### Задание 1:
Ответьте по отрывку о середине и ее противоположностях:
(а) Что противоположно мужеству?
(б) Что противоположно благоразумию?
(в) Какими расточительные называют щедрых?
### Задание 2:
Перепишите из отрывка о середине и ее противоположностях часть, начиная со слов «9. После этого, пожалуй, необходимо» и заканчивая словами «и одержимыми (mainomenoys).».

━━ Фрагмент документа ━━

Большая этика - "Аристотель". Страница 4

9. После этого, пожалуй, необходимо сказать о том, что противопоставляется середине: излишек или недостаток. В одних случаях середине противоположен недостаток, в других — излишек. Например, мужеству противоположна не дерзкая отвага (thrasytes), а трусость, т. е. некий недостаток. С другой стороны, благоразумию, середине между распущенностью и бесчувствием к удовольствиям, по-видимому, противоположно не бесчувствие, т. е. недостаток, а распущенность, т. е. излишек. Бывает, что середине противопоставляется и то и другое, излишек и недостаток, поскольку середина меньше, чем излишек, и больше, чем недостаток. Так, расточительные называют щедрых скупыми, а скупые щедрых — расточительными, равно как дерзко отважные и опрометчивые зовут мужественных трусливыми, а трусливые мужественных — опрометчивыми и одержимыми (mainomenoys).

━━━
━━ Представленные записи ━━

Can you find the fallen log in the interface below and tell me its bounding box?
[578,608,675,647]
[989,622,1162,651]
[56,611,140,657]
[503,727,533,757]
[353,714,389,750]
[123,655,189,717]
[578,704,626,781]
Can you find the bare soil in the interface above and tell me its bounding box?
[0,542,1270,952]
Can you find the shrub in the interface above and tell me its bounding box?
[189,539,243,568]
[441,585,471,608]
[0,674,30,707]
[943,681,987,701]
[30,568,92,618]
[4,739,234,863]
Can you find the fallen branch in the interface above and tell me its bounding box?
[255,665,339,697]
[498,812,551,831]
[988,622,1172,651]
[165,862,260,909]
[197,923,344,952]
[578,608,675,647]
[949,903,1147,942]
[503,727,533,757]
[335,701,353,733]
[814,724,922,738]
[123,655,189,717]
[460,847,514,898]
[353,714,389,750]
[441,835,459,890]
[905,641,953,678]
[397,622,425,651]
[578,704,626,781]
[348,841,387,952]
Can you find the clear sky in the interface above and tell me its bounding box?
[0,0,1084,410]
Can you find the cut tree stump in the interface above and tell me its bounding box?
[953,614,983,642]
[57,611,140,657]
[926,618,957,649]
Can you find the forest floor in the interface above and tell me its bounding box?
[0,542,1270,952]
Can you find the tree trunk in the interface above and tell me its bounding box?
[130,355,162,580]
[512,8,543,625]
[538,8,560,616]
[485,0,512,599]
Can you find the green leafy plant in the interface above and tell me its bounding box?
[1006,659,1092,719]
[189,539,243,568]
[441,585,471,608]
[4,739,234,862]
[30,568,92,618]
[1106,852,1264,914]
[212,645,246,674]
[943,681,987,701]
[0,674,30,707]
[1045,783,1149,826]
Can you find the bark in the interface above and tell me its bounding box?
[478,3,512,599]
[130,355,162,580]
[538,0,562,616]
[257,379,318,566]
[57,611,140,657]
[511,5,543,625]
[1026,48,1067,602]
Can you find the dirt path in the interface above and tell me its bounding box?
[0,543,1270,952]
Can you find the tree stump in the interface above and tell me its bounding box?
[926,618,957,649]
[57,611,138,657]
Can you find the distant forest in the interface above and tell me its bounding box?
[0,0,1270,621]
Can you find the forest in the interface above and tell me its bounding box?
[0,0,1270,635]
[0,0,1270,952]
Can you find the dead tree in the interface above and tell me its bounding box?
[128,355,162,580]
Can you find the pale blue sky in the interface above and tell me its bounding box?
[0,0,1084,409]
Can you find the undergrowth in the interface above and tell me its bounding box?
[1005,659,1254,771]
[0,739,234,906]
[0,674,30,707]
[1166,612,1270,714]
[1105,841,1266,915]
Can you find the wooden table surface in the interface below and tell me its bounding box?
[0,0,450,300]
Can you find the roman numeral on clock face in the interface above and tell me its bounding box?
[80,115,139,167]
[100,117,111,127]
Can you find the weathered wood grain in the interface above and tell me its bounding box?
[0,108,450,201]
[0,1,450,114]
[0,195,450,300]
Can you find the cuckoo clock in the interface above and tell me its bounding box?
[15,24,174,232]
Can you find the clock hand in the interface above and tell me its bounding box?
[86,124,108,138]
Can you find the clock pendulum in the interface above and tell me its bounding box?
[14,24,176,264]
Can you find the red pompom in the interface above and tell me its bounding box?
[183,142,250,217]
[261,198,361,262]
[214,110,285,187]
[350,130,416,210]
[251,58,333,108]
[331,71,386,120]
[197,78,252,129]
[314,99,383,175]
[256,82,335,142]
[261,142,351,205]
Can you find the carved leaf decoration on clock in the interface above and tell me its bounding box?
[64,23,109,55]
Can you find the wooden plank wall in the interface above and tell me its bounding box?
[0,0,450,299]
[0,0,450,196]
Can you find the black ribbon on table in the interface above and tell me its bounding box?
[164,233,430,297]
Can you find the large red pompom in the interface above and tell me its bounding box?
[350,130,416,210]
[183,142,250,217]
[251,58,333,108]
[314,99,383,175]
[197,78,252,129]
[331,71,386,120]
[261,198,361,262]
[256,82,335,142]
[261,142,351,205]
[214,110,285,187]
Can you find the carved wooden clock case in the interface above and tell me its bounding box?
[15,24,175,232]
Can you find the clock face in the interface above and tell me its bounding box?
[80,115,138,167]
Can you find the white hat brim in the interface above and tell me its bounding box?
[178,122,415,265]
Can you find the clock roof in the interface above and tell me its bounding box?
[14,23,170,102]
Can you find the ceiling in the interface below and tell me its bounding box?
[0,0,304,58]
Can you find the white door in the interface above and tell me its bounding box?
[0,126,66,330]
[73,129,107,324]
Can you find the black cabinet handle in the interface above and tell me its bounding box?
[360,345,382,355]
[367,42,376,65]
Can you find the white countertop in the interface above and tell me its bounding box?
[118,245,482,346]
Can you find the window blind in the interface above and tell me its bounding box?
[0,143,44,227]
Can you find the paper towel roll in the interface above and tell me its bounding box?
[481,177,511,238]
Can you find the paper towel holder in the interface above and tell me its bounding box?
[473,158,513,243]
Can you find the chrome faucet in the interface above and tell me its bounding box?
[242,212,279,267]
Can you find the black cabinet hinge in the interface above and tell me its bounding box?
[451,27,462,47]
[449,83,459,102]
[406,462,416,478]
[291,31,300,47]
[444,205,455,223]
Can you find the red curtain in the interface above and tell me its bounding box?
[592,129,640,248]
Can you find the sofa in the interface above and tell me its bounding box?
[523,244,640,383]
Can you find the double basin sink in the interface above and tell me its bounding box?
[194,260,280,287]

━━━

### Разобранный ответ 1:
(а) Мужеству противоположна трусость, т. е. некий недостаток.
(б) Благоразумию противоположна распущенность, т. е. излишек.
(в) Расточительные называют щедрых скупыми.

### Разобранный ответ 2:
9. После этого, пожалуй, необходимо сказать о том, что противопоставляется середине: излишек или недостаток. В одних случаях середине противоположен недостаток, в других — излишек. Например, мужеству противоположна не дерзкая отвага (thrasytes), а трусость, т. е. некий недостаток. С другой стороны, благоразумию, середине между распущенностью и бесчувствием к удовольствиям, по-видимому, противоположно не бесчувствие, т. е. недостаток, а распущенность, т. е. излишек. Бывает, что середине противопоставляется и то и другое, излишек и недостаток, поскольку середина меньше, чем излишек, и больше, чем недостаток. Так, расточительные называют щедрых скупыми, а скупые щедрых — расточительными, равно как дерзко отважные и опрометчивые зовут мужественных трусливыми, а трусливые мужественных — опрометчивыми и одержимыми (mainomenoys).